All lines in the entries below that hold "window" make up the answer.
════════════════
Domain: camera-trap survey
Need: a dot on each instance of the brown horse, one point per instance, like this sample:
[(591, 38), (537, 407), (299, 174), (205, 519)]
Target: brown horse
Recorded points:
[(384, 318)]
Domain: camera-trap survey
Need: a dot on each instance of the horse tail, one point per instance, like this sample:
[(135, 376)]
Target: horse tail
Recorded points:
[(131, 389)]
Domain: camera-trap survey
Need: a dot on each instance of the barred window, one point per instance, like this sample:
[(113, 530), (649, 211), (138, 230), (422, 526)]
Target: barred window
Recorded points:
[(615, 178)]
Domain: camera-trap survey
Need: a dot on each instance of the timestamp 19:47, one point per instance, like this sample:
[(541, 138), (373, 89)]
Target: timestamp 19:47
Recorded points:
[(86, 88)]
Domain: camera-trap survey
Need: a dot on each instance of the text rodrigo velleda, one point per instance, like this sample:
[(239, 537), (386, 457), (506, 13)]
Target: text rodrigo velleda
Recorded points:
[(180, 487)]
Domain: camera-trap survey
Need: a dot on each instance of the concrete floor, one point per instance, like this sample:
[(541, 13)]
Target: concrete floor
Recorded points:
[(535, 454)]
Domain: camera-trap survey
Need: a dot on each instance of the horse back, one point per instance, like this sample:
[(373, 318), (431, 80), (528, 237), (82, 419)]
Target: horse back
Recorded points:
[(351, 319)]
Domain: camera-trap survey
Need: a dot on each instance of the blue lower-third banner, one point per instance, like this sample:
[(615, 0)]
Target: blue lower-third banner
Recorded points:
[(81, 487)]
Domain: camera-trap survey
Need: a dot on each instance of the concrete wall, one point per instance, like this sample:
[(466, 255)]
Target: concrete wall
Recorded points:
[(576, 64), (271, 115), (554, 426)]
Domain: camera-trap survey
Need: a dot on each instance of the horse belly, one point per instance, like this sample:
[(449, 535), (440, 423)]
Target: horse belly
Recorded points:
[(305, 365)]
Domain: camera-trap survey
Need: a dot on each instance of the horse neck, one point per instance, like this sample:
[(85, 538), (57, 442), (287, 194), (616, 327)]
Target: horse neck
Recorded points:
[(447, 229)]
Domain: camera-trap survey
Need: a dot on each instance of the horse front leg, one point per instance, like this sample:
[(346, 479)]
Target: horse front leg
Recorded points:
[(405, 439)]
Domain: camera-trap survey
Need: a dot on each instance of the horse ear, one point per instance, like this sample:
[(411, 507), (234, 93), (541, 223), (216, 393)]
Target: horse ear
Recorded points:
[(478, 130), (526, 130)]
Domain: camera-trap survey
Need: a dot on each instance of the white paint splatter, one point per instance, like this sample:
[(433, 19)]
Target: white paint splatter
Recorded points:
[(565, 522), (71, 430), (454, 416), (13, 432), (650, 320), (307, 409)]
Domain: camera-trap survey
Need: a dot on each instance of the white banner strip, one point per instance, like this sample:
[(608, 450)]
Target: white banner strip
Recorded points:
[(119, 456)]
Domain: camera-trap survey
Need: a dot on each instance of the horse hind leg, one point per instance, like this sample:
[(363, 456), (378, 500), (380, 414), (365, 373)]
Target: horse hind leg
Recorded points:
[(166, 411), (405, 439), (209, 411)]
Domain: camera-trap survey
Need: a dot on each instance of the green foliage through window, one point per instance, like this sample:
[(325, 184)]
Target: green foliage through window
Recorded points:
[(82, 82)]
════════════════
### TASK RESULT
Need: a dot on each instance of the barred window, one point per instance, like this sample:
Target: barred window
Need: a dot on each instance of the green foliage through window, one point per instance, like this sample:
Target: green foliage through window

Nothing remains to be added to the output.